**Extracted records**
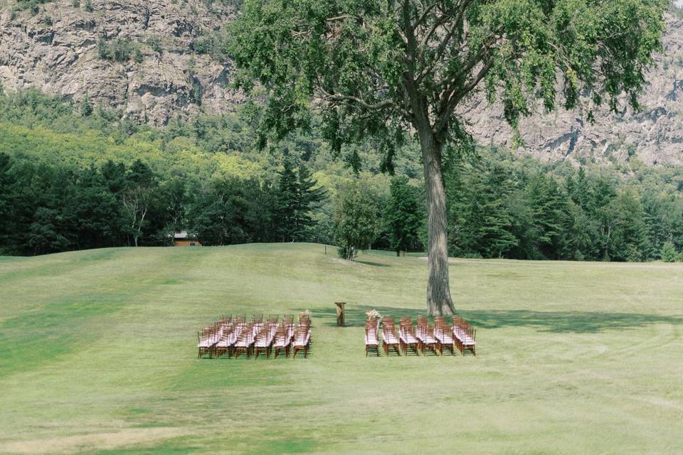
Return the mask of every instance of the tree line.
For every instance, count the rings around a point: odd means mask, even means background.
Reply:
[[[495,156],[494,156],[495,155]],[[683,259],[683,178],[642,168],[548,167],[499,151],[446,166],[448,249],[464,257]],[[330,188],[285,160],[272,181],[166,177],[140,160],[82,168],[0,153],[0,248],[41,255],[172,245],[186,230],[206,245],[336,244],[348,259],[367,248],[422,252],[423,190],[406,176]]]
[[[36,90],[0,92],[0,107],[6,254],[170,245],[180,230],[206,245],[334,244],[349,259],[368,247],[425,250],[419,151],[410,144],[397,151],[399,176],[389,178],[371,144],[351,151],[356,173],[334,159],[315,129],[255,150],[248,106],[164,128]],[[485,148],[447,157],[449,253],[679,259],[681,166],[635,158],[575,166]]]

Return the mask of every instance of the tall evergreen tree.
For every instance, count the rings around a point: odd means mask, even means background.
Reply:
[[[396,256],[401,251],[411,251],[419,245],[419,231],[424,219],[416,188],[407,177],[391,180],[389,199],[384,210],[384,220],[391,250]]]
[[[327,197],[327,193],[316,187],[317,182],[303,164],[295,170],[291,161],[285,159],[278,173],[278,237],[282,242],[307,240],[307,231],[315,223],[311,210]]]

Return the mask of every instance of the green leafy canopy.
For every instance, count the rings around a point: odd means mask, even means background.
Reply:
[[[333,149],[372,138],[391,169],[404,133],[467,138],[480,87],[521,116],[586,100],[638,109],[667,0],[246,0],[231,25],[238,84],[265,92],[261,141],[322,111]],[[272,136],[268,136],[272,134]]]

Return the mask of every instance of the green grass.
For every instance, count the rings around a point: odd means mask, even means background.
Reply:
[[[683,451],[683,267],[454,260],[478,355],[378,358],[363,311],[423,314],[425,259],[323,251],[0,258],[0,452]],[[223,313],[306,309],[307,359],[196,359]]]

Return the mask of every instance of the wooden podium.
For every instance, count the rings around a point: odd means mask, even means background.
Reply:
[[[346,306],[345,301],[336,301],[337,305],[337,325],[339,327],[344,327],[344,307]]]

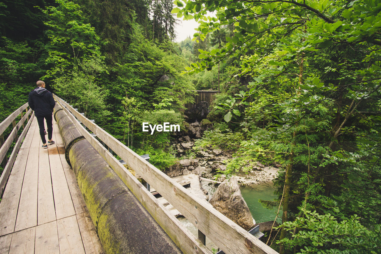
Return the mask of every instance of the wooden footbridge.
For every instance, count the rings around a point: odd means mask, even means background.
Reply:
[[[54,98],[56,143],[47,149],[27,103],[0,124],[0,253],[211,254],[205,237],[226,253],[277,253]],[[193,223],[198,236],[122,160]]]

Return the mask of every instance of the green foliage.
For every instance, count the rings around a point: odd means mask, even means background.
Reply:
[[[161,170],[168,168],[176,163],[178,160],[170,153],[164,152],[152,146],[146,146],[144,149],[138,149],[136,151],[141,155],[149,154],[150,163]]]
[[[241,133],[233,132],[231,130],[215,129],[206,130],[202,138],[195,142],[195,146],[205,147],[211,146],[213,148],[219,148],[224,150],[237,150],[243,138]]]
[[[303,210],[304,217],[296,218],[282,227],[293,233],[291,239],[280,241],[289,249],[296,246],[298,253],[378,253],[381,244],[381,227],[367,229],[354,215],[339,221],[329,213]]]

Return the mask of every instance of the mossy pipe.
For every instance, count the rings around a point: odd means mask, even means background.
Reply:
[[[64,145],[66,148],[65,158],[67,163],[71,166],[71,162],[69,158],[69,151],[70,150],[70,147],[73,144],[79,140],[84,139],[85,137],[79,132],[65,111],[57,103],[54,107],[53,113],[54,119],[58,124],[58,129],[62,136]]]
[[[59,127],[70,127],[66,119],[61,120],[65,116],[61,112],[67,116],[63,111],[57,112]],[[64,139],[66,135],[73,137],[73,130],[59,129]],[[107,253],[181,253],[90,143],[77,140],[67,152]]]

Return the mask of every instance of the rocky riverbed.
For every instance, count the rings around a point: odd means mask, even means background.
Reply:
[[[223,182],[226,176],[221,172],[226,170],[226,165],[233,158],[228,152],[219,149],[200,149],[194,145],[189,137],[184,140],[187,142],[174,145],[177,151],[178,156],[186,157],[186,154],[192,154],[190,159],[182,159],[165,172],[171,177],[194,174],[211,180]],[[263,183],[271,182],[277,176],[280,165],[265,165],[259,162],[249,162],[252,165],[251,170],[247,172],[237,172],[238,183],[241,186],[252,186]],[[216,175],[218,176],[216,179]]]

**Work instructions**
Return every line from the rows above that contains the word "wooden", copying each one in full.

**Result of this exercise**
Return the mask of every instance of the wooden podium.
Return the mask of every instance of the wooden footbridge.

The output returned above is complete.